● **Exercise task A**:
Answer these questions about the review of Being John Malkovich:
(i) What kind of work did Spike Jonze do before directing this film?
(ii) How high is the floor on the 7 1/2th story, from carpet to ceiling?
(iii) What price does Maxine plan to charge for a turn in the portal?

These days, critics (and non-critics, for that matter) are fond of complaining about how multiplexes are populated by cookie-cutter motion pictures that follow safe, formula-derived patterns designed to please audiences who want a different version of a story they have already seen dozens of times. And, while there's some truth to the maxim that "there's nothing new under the sun," Being John Malkovich tries hard to be the exception. Admittedly, the themes addressed by the movie - those of identity, celebrity, and manipulation - are familiar, but the manner in which director Spike Jonze and writer Charlie Kaufman address them is fresh and inventive. I'm not arrogant enough to claim that nothing like Being John Malkovich has ever previously been committed to celluloid, but, if it has been, I haven't seen it.

This is the first movie to be directed by Jonze, who cut his teeth doing TV commercials and music videos. Unless you're isolated from all aspects of pop culture, you've probably seen his work. (He also has one of the four primary roles in Three Kings.) As is the case with many of the so-called "MTV filmmakers," Jonze displays a strong sense of style. However, unlike most of his contemporaries, he does not rely on quick cuts and visual gimmicks. He has sound, mature cinematic instincts.

Kaufman's script is not constrained by viewer expectations. For about 110 minutes, he pushes the envelope, taking us in new and unexpected directions. Every time I thought I recognized where Being John Malkovich was headed, the movie surprised me. The screenplay is as funny as it is clever. Some of the jokes are of the "big laugh" variety, but few are representative of the cheap shots and dumb humor that have become commonplace in '90s offerings. Being John Malkovich revels in smart comedy instead of wallowing in the opposite. And, alongside the laughter, there's plenty of material for contemplation. Cinematically speaking, this is a well-balanced, multi-course meal.

The premise is as intriguing and offbeat as it is difficult to adequately describe in a few sentences. Craig Schwartz (John Cusack) is a master puppeteer, but, after being out of work for a while, he is becoming restless, so his wife, Lotte (Cameron Diaz), suggests that he swallow his pride and get a job - any job. Since he has nimble fingers, he decides to apply for a position as a filing clerk. The job in question is on the 7 1/2th story of a New York City office building - a floor that is four feet from carpet to ceiling ("low overhead") and can only be reached by stopping the elevator between the 7th and 8th stories and prying open the door with a crow bar. After a successful interview with the firm's sex-obsessed, carrot juice-drinking, 105 year old boss, Dr. Lester (Orson Bean), Craig gets the job and meets his co-workers, including Floris (Mary Kay Place), the hearing-impaired secretary, and Maxine (Catherine Keener), a sexy brunette who allows Craig to flirt with her even though she has no interest.

One day, while searching for a lost file behind a cabinet in his office, Craig discovers a hidden door. Venturing through it, he is sucked into a portal that lands him inside the brain of John Malkovich, where Craig can look out the actor's eyes and experience what he feels. It's the ultimate in voyeurism, but it doesn't last for long. 15 minutes after Craig enters Malkovich, the portal spits him out, dropping him from the sky and landing him alongside the New Jersey Turnpike. He returns home and tells his wife, who wants to try the portal for herself. He also reveals the secret to Maxine, and, while he ponders "the metaphysical can of worms" the portal unleashes, she sees it as an opportunity to sell tickets: $200 a pop to be John Malkovich for 15 minutes.

For those who think I have given away too much, this is only the background and basic setup presented in the film's first half-hour.

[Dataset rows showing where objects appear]
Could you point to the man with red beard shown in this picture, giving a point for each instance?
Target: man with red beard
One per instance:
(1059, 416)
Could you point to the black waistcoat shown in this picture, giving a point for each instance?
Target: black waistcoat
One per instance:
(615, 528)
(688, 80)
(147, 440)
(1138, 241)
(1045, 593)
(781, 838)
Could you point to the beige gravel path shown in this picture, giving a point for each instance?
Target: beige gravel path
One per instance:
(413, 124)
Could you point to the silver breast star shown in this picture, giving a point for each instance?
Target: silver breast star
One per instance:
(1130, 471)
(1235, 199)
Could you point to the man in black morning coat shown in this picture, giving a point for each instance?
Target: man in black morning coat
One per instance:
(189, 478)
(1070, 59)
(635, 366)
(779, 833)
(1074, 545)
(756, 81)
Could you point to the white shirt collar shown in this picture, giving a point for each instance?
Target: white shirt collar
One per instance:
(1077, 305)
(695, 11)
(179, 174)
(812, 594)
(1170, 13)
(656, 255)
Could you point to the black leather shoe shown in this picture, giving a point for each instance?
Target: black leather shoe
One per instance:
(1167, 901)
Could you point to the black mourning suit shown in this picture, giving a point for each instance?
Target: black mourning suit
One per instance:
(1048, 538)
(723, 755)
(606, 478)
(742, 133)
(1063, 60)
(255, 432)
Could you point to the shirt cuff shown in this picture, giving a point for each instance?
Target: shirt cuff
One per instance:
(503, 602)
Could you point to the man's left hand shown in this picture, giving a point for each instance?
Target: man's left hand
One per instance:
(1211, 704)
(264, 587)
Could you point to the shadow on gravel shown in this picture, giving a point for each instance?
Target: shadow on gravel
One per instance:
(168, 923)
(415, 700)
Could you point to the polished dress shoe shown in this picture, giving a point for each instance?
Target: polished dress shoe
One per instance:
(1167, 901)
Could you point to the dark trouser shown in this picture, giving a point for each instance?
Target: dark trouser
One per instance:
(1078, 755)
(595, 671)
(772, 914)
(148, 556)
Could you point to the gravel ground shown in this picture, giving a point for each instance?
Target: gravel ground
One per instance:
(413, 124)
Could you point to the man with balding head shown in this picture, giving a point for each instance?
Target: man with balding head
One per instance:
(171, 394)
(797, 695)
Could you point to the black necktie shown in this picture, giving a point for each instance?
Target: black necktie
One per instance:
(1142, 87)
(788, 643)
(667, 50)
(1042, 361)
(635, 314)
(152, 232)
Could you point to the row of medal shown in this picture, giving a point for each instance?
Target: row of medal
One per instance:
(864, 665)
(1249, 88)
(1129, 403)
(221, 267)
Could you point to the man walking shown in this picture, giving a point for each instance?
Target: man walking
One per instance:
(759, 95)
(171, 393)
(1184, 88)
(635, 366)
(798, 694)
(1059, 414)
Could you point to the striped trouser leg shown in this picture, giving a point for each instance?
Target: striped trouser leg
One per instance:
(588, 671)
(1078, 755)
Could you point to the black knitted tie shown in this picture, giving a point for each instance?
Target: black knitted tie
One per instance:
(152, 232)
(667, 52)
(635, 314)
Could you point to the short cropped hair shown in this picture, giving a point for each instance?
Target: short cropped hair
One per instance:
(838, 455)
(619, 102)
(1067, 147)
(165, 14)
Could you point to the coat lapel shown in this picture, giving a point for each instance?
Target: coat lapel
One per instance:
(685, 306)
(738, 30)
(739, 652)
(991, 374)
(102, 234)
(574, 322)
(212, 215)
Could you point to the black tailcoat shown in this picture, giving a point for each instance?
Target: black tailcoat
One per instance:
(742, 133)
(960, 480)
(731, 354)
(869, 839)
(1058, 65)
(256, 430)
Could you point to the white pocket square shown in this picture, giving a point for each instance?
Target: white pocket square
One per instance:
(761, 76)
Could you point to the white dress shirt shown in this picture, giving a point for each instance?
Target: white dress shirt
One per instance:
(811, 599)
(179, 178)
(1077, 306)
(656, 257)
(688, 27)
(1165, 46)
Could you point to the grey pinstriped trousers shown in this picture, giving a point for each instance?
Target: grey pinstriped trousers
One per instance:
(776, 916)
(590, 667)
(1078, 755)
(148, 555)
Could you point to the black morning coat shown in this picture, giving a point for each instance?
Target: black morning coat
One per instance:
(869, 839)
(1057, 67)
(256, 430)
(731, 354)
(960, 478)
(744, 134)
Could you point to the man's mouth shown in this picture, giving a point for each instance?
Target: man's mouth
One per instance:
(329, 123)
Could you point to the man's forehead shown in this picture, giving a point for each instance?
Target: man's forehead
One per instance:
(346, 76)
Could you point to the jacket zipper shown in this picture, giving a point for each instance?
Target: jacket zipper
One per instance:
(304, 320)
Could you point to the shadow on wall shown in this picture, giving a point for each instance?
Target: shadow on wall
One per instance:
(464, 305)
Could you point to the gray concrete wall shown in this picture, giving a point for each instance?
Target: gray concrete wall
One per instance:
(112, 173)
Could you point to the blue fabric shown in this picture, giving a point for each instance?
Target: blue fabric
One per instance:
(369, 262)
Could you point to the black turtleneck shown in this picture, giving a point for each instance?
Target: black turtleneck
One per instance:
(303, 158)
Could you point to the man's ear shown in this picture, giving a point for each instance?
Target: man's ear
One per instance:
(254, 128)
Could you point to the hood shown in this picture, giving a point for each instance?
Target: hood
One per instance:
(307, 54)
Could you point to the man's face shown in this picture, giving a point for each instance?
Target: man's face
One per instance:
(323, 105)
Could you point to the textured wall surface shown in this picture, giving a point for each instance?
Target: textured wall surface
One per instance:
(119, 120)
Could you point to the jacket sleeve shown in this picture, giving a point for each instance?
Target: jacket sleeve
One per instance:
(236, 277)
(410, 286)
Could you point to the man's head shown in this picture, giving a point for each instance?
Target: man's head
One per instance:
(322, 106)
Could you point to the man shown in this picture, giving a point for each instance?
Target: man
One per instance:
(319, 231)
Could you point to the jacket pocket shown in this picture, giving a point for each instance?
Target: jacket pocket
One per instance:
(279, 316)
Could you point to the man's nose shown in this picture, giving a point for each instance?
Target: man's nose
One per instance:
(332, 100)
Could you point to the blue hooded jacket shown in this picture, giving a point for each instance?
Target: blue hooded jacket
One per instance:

● **Exercise task B**: Find every line in the entries above that contains the word "waistcoat", and copy each of those lines out.

● **Full response A**:
(i) TV commercials and music videos.
(ii) Four feet.
(iii) $200 a pop to be John Malkovich for 15 minutes.

● **Full response B**:
Could you point to the black waistcoat shown in this picture, giving a point for each instance?
Target: black waistcoat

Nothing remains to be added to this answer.